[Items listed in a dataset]
------------------------------------

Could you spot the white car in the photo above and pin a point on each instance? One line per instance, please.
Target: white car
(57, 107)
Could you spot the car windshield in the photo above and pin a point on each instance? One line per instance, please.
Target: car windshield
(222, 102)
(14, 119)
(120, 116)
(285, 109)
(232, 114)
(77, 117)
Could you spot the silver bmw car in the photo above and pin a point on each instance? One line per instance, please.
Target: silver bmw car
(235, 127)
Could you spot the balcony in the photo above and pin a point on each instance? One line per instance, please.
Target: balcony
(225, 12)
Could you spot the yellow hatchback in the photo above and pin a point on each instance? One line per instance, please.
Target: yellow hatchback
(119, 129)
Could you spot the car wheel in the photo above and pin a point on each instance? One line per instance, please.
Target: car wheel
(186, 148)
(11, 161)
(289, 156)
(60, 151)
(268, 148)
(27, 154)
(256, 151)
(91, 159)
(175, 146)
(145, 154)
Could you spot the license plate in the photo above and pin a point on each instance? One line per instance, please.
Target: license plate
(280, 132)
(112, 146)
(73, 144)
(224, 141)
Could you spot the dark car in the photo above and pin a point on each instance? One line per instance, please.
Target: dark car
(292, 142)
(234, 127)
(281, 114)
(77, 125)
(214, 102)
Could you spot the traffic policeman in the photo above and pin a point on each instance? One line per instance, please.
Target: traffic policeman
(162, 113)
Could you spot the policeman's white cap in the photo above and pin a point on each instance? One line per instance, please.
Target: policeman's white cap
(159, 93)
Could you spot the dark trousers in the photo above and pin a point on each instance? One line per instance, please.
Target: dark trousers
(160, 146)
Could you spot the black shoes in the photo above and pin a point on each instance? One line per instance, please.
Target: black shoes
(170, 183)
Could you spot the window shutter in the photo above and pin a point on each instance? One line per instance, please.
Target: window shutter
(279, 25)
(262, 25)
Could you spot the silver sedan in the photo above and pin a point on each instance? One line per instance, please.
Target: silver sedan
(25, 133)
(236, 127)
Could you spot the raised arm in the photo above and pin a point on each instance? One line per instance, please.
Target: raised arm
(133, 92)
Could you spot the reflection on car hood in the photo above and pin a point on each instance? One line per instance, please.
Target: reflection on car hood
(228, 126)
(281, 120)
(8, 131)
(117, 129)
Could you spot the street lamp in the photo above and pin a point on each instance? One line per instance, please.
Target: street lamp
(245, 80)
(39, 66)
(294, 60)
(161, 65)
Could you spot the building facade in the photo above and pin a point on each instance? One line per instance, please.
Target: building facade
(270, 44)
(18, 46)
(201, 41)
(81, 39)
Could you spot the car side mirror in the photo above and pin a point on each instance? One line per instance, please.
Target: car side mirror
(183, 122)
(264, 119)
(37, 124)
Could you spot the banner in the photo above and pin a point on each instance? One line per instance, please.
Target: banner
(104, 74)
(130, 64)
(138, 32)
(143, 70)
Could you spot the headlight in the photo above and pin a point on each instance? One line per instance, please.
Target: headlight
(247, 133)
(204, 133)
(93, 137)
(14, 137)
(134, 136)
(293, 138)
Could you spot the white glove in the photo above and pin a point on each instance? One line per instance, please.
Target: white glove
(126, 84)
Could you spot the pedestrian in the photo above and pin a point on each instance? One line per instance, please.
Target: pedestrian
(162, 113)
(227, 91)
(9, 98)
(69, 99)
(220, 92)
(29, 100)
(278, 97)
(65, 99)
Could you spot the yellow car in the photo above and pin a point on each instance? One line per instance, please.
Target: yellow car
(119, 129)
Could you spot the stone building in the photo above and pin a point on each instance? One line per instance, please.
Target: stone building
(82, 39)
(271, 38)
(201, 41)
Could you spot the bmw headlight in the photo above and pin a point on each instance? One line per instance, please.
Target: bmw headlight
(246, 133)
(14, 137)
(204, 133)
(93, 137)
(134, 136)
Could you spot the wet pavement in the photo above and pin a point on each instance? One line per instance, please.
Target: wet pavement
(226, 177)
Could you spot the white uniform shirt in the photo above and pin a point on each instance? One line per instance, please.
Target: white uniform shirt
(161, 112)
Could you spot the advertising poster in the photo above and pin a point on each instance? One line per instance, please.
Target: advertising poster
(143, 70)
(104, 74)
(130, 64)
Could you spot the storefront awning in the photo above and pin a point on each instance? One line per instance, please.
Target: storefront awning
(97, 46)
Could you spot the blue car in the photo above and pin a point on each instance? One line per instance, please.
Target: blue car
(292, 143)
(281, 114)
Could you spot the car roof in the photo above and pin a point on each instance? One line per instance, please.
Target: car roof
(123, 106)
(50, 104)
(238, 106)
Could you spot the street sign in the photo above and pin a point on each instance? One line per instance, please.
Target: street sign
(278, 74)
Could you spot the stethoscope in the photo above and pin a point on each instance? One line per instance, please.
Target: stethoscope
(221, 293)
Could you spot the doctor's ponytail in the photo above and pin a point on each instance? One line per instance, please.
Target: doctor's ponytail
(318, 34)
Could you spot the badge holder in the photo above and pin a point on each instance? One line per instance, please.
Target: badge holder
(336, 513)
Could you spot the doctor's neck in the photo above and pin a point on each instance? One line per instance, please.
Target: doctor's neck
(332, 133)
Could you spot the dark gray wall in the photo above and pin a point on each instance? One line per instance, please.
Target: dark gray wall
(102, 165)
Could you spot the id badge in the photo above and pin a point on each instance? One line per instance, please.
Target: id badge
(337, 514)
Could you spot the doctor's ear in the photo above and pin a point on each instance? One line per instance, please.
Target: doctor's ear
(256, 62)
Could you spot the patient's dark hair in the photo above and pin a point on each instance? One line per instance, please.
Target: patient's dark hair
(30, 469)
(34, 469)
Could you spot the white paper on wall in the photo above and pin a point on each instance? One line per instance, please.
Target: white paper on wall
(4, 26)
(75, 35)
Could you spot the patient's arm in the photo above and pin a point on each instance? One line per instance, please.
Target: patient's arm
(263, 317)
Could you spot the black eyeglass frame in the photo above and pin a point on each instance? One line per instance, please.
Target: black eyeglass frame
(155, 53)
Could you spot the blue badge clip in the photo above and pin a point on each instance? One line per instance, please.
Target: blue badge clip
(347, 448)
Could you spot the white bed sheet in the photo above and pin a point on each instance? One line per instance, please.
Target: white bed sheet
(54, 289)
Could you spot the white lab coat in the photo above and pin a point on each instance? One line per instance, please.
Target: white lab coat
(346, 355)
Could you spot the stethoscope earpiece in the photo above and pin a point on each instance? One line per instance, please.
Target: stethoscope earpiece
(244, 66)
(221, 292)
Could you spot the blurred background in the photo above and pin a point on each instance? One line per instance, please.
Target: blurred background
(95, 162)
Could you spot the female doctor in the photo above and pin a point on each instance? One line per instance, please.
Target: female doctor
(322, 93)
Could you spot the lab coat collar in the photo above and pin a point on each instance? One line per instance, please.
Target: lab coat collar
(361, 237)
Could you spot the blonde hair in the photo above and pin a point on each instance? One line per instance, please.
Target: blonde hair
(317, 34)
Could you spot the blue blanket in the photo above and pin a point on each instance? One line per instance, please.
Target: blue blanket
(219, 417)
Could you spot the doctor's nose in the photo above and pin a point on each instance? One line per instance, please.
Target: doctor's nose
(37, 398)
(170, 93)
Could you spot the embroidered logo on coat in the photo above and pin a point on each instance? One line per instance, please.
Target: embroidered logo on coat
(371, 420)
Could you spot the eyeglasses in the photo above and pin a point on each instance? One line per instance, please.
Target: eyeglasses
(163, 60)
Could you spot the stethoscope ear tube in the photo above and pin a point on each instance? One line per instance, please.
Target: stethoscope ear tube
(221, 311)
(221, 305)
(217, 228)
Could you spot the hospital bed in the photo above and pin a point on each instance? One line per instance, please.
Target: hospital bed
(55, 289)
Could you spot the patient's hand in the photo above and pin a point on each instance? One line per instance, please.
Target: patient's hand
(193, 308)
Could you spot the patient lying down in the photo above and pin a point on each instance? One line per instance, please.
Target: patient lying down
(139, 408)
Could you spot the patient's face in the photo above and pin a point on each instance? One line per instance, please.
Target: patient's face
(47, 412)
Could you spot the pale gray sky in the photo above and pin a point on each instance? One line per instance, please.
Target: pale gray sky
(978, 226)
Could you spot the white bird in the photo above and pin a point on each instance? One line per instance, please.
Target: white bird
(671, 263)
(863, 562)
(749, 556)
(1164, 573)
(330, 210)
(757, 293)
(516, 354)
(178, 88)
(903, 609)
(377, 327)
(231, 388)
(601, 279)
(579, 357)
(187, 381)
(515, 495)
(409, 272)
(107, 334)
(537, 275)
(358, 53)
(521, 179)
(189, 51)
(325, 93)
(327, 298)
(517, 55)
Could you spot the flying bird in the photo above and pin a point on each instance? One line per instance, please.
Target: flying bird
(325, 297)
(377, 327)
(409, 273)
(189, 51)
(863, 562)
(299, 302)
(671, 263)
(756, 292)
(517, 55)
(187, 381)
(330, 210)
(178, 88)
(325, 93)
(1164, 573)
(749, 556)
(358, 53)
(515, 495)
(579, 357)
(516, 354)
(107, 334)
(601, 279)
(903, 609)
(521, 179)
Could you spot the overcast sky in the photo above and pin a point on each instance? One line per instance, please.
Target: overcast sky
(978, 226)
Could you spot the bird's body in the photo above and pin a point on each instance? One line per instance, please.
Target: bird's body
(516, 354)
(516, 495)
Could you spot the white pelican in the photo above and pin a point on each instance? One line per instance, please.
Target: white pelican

------------------------------------

PROBLEM: Please reproduce the closing stretch of the records, from the line with "Could you spot the patient lying" through the last line, exactly as it stands.

EXERCISE RESULT:
Could you spot the patient lying down in the photo above and pin a point on each instance? One line per instance, please.
Target: patient lying down
(139, 408)
Could you spot the patient's face in the photo above and pin a point on each instance? One line per instance, please.
Target: patient's face
(47, 412)
Could you spot the pale gray sky in the photo above and pin a point on each instance? One line per instance, please.
Target: pale gray sky
(978, 226)
Could you spot the white bird in the photo above and pin a point on each instance? One line per instance, please.
Target: white bird
(671, 263)
(863, 562)
(749, 556)
(1164, 573)
(330, 210)
(757, 293)
(516, 354)
(178, 88)
(903, 609)
(377, 327)
(231, 388)
(601, 279)
(579, 357)
(187, 381)
(515, 495)
(409, 272)
(107, 334)
(537, 275)
(358, 53)
(521, 179)
(189, 51)
(325, 93)
(327, 298)
(517, 55)
Could you spot the flying bird in the photo above and pin a point on each instance? One line per instance, please.
Target: flying bird
(325, 297)
(377, 327)
(409, 273)
(189, 51)
(863, 562)
(299, 302)
(671, 263)
(756, 292)
(517, 55)
(187, 381)
(330, 210)
(178, 88)
(325, 93)
(1164, 573)
(749, 556)
(358, 53)
(515, 495)
(579, 357)
(516, 354)
(107, 334)
(601, 279)
(903, 609)
(521, 179)
Could you spot the overcast sky in the photo above and pin a point on each instance? One line per instance, please.
Target: overcast sky
(978, 226)
Could you spot the bird's body in the photo above and pin a point on each instance? One line per instance, please.
Target: bird's body
(516, 354)
(516, 495)
Could you spot the white pelican in the photo above and pin a point on each instance? One line per instance, please.
Target: white pelican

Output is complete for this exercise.